= THE PROBLEM =
Reproduce the stretch of items from the very start through the line containing "xmin=229 ymin=55 xmax=364 ymax=257", including both ends. Leave the pictures out.
....
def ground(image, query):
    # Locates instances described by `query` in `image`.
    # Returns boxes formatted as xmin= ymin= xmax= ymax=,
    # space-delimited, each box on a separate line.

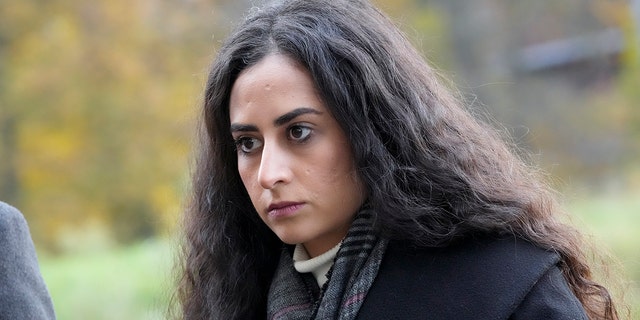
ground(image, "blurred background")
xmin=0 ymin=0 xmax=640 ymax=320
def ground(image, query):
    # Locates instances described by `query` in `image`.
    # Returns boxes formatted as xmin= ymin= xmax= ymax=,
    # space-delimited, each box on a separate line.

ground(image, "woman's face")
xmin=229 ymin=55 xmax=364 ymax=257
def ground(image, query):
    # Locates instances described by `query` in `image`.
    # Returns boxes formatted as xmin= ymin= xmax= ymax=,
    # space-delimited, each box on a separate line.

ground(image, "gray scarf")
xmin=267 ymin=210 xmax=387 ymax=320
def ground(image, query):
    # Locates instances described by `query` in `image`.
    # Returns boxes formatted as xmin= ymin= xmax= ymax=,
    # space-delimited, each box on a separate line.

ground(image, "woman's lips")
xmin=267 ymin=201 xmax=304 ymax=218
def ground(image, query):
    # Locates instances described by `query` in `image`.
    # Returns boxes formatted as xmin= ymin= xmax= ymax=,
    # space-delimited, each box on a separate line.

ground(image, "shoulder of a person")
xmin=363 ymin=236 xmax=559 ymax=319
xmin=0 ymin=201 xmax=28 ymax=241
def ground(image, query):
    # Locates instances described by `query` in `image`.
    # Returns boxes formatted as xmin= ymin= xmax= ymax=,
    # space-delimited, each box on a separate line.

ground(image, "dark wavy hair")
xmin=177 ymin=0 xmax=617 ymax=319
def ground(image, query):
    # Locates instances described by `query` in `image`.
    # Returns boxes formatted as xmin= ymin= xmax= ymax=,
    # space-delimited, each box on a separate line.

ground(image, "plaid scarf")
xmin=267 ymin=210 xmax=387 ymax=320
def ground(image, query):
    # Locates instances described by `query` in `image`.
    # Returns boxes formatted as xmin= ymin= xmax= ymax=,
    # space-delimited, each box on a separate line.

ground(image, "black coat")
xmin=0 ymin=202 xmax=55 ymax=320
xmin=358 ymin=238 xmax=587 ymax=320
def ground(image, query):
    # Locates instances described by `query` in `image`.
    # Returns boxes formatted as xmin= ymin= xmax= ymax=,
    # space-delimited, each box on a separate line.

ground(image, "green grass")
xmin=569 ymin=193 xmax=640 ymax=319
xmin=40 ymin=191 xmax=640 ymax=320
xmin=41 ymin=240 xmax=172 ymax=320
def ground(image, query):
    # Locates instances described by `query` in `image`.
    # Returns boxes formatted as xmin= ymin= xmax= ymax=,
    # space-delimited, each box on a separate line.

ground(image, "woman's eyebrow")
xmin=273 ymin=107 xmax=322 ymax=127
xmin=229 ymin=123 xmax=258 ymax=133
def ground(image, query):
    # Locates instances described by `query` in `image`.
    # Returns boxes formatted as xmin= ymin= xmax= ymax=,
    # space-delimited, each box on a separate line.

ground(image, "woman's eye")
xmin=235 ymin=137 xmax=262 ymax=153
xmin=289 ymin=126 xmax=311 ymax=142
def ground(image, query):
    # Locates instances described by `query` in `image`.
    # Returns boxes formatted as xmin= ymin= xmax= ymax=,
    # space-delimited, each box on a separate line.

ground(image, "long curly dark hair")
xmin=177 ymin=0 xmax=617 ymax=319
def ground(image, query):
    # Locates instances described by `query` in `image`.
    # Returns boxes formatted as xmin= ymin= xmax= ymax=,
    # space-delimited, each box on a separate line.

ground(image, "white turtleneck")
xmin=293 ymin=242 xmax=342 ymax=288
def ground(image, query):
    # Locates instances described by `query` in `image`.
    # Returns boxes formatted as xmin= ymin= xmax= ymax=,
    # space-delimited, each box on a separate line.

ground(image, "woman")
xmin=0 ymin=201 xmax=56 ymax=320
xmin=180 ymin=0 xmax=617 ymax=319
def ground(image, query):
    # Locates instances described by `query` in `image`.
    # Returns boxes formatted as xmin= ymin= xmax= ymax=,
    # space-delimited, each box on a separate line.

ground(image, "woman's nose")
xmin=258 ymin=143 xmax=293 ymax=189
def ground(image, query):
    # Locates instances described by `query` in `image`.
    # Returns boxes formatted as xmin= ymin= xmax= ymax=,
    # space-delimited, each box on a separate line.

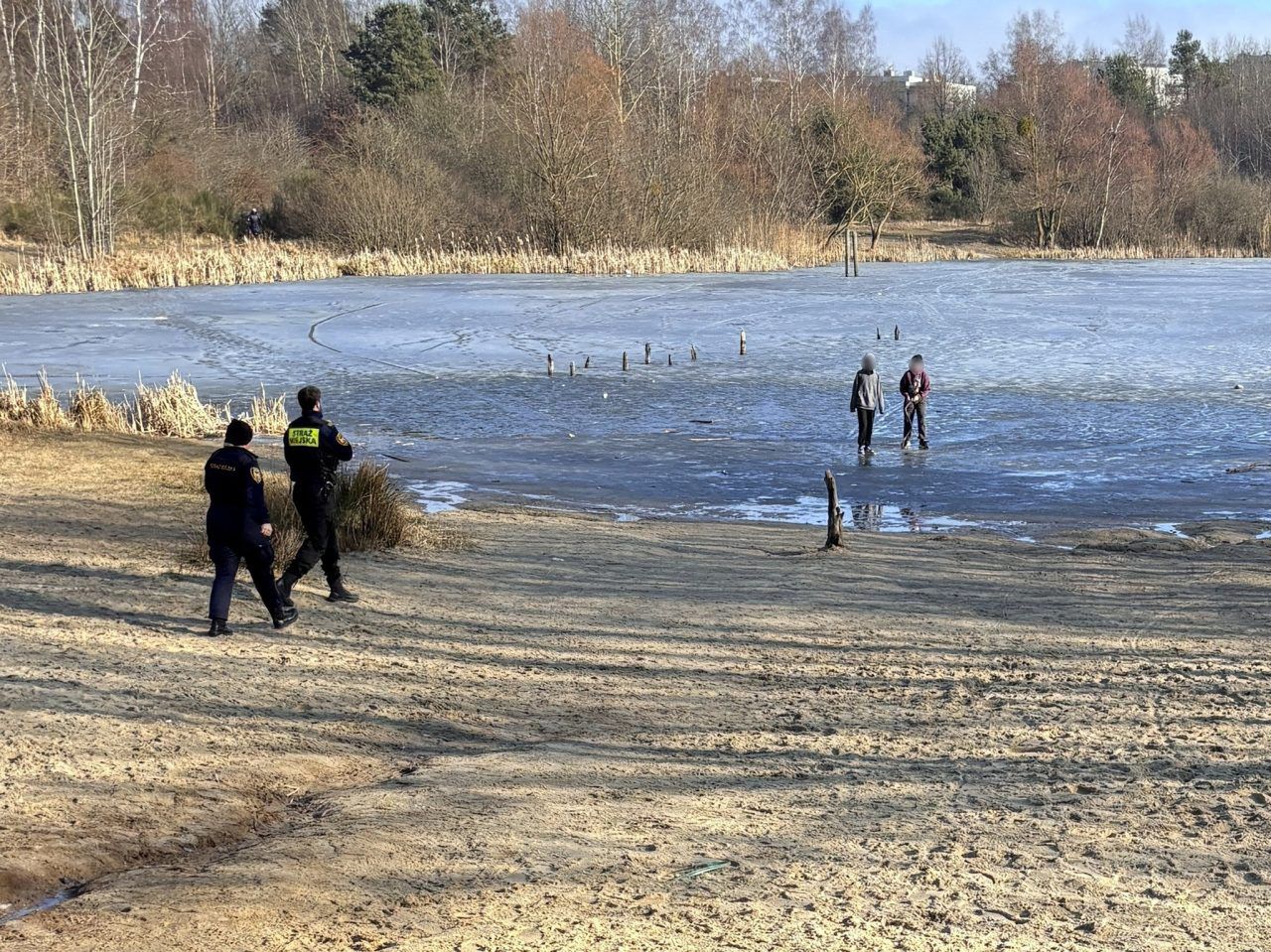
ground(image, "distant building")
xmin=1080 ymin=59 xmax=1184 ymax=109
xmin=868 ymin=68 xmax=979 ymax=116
....
= EXERCISE OUTPUT =
def ground(image, query):
    # Locates instances described by `query` in `image`.
    # Returns boxes formatted as xmin= ymin= xmax= ymax=,
    # space-delimited, each box on a separate line.

ground(image, "blurred background")
xmin=0 ymin=0 xmax=640 ymax=320
def ground(image, query):
    # Locates instances described by `query` in `image`.
    # Returns boxes formatted as xmin= ymin= xmax= ymax=,
    # space-delimited, each box on a separate line.

ground(image, "woman's face")
xmin=229 ymin=55 xmax=364 ymax=257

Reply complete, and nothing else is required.